:: EXERCISE DATA
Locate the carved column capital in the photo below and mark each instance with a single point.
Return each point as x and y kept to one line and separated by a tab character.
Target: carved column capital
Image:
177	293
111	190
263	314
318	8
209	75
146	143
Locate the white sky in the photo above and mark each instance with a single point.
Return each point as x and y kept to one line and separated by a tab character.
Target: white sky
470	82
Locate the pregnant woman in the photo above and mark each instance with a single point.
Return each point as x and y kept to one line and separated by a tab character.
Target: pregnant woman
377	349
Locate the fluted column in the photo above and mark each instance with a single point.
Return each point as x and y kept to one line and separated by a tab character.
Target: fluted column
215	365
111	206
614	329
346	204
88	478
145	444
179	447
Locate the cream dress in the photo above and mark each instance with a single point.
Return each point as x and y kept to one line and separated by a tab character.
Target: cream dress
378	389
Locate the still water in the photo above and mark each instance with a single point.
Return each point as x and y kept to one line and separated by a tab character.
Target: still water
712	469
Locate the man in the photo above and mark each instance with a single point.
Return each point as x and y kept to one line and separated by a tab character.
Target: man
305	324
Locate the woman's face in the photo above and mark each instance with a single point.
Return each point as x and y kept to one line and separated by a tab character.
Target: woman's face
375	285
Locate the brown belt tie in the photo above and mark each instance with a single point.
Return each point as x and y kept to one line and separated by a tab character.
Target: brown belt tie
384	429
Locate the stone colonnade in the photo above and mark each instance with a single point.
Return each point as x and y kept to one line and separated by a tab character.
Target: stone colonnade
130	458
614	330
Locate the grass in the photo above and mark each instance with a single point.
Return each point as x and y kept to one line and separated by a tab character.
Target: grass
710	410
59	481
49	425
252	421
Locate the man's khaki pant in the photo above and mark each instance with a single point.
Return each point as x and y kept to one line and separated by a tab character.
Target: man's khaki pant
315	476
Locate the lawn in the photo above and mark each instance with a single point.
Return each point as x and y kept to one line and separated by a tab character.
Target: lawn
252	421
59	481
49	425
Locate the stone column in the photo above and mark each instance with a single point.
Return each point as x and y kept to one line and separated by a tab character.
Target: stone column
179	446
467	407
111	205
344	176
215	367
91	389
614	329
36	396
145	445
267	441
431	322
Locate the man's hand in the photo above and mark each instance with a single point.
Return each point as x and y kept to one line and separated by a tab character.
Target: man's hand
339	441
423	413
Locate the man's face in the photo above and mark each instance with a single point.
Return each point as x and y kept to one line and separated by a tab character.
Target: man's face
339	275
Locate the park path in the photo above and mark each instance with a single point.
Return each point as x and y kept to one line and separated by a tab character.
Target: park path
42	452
::::
> [WHAT YOU HAVE TO DO]
Set down, exactly as they appear above, all lines from the one that has "Locate the brown" down to the one that has "Locate the stone colonnade", including those two and no others.

> [ANSWER FOR THE TASK]
Locate the brown belt tie in the photo above and mark each instance with a single point.
Return each point as x and y kept to one line and separated by a tab character.
Target: brown belt tie
384	429
Locate the stone colonnade in the photo above and mark each instance with a single point.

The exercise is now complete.